### Given task:
Output the lines without any change, beginning with the line that contains "Find the picture" and ending with the line that contains "xmin=315 ymin=115 xmax=333 ymax=141", both included.

### Records for this task:
* * * * * * * * *
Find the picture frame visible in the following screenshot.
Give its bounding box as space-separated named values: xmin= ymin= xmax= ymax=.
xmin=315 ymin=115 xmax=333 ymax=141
* * * * * * * * *
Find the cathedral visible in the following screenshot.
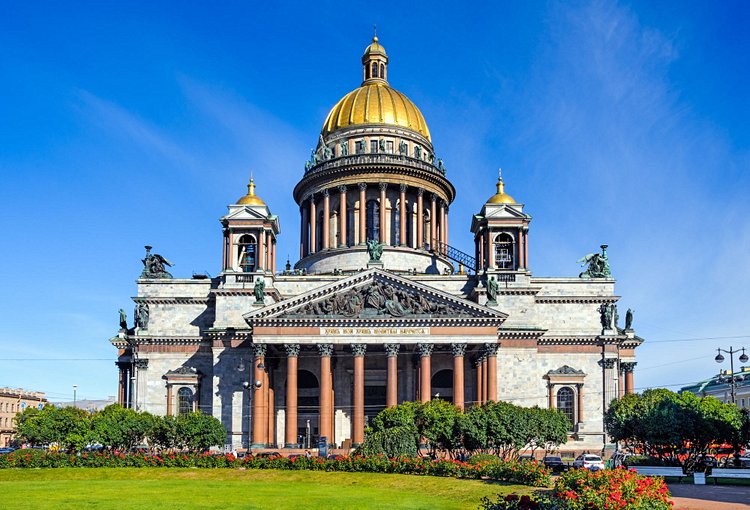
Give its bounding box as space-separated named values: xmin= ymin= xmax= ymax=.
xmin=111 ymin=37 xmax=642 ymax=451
* * * * * * * * *
### Result of the task:
Find the picture frame visible in the following screenshot.
Give its bounding box as space-separated named values: xmin= ymin= xmax= ymax=.
xmin=315 ymin=115 xmax=333 ymax=141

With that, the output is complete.